**Görev Tanımı:**
Nişantaşı'ndaki cinayete ilişkin haberde "Polis, ilk araştırmada, ölen" ifadesiyle başlayıp "Hemen sorguya alındı." ifadesiyle biten bölümü kelimesi kelimesine aktarınız.

Geçen ay, Nişantaşı’nda terk edilmiş bir arabanın arka koltuğunda bir kadın cesedi bulundu.
Polis, ilk araştırmada, ölen kadının bir şirketin gelinlik bölümünde satış temsilcisi olduğunu saptadı.
Eşini 2,5 yıl önce kaybetmişti.
Geniş bir çevresi vardı. Sadece o gün
50 farklı kişiyle cep telefonundan konuşmuştu.
Cep telefonu kayıtlarındaki isimlerin peşine düşüldü.
Son aranan numara eski bir hükümlüye aitti.
Üstelik hükümlü, altı yıl önce hemşire sevgilisini kıskançlık nedeniyle atkıyla boğarak öldürmekten mahkum olmuştu.
22 yıl ceza aldığı halde infaz yasasıyla
4,5 yıl yatıp yarı açık cezaevine sevk edilmişti.
Polis, 10 gün önce zanlının kaldığı yere baskın yaptı ve adamı yakaladı.
Cebinde, kadının telle boğularak öldüğünü duyuran haberler vardı.
Hemen sorguya alındı.
Olayı şöyle anlattı:
“Sen diğerlerinden iyi çıktın”
“Arife günü bir kafeteryada tanışmıştık. Sohbet ettik. Sonra üç-dört kez birlikte olduk. Olay gecesi beni evden aldı. Arabayla dolaştık. Fantezi yapıp arabada sevişmek istiyordu. Bir otoparka gidip aracı park ettik. Aracın arka koltuğunda birlikte olduk. Daha sonra bir süre konuştuk. Bana ne kadar sosyal bir insan olduğundan, eski sevgililerinden bahsediyordu. Konuşması sırasında birçok insanın ismi geçince ve ‘Sen diğerlerinden iyi çıktın’ deyince kendimi kaybettim. O sırada aracın içinde bulup oynadığım teli boğazına doladım, sıktım ve onu boğdum.”

**Veri Kümesi:**
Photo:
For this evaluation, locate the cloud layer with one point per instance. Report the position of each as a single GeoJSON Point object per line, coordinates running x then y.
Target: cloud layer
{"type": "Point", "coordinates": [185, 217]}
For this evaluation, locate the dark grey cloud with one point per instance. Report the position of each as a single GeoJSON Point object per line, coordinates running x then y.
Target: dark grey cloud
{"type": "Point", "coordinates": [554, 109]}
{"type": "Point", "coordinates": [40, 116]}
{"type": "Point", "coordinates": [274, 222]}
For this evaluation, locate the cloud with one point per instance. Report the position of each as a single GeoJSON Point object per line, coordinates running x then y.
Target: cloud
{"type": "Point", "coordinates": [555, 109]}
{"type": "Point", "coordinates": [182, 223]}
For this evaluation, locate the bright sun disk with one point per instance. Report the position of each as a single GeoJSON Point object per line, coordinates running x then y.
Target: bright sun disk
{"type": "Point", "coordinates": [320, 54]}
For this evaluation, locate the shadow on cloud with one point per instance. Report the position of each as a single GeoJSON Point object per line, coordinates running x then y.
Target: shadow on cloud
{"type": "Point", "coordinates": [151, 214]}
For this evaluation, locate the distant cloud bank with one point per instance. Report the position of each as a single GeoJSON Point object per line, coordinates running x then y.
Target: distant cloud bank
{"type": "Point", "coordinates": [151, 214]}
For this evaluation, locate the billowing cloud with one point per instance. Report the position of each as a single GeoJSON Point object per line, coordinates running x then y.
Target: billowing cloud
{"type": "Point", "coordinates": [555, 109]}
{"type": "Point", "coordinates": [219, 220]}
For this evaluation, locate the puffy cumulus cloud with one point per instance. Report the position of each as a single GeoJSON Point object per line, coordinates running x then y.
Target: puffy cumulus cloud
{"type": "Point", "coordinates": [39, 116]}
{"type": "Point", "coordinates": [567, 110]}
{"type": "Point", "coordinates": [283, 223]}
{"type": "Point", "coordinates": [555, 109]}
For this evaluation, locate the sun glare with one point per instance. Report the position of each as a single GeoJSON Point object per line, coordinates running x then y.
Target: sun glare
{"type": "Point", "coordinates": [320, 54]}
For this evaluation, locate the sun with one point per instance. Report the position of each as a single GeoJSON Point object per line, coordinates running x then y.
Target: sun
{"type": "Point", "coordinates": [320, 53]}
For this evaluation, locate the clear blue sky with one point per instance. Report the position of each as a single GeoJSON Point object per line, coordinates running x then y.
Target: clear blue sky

**Alıştırmanın Yanıtı:**
Polis, ilk araştırmada, ölen kadının bir şirketin gelinlik bölümünde satış temsilcisi olduğunu saptadı.
Eşini 2,5 yıl önce kaybetmişti.
Geniş bir çevresi vardı. Sadece o gün
50 farklı kişiyle cep telefonundan konuşmuştu.
Cep telefonu kayıtlarındaki isimlerin peşine düşüldü.
Son aranan numara eski bir hükümlüye aitti.
Üstelik hükümlü, altı yıl önce hemşire sevgilisini kıskançlık nedeniyle atkıyla boğarak öldürmekten mahkum olmuştu.
22 yıl ceza aldığı halde infaz yasasıyla
4,5 yıl yatıp yarı açık cezaevine sevk edilmişti.
Polis, 10 gün önce zanlının kaldığı yere baskın yaptı ve adamı yakaladı.
Cebinde, kadının telle boğularak öldüğünü duyuran haberler vardı.
Hemen sorguya alındı.